**DIRECTIONS FOR THIS TASK:**
Find each line of the material below that contains the string "loadImage" and copy those lines. Matching is case-sensitive.

**DATASET EXTRACT:**

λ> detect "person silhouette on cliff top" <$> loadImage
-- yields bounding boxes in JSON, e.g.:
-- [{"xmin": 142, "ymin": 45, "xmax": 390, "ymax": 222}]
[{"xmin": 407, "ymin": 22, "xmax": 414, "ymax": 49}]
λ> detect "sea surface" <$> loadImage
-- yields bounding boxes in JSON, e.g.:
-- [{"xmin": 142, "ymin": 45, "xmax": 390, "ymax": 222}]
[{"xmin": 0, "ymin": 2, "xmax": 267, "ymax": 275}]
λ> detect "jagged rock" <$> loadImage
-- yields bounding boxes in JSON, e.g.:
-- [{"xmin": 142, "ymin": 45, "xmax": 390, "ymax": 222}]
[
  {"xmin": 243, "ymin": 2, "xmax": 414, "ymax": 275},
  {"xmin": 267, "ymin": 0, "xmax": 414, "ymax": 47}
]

...

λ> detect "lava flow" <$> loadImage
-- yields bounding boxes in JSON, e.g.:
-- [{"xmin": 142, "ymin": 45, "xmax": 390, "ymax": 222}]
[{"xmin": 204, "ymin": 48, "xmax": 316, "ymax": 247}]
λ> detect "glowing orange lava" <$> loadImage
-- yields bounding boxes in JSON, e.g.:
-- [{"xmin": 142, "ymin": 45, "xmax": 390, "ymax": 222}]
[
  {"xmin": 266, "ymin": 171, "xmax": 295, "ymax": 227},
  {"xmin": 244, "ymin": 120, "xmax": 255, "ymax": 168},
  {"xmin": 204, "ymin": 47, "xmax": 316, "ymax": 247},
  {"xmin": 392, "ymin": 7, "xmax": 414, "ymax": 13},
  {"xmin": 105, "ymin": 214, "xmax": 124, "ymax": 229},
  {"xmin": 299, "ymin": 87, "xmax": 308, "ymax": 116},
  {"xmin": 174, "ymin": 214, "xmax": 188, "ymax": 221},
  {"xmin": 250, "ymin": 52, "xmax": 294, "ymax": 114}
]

--

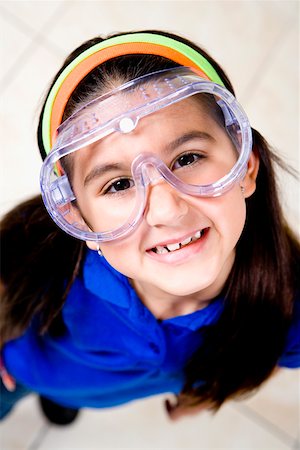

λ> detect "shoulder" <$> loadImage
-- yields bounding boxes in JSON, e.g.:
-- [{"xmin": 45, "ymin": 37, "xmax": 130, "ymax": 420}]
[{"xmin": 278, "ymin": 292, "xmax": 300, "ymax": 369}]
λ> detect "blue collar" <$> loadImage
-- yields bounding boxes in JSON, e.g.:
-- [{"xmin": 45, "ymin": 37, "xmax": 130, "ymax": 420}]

**FULL OUTPUT:**
λ> detect "person silhouette on cliff top" <$> loadImage
λ> detect "sea surface" <$> loadImage
λ> detect "jagged rock" <$> loadImage
λ> detect "lava flow" <$> loadImage
λ> detect "glowing orange lava" <$> loadImage
λ> detect "shoulder" <$> loadImage
λ> detect "blue collar" <$> loadImage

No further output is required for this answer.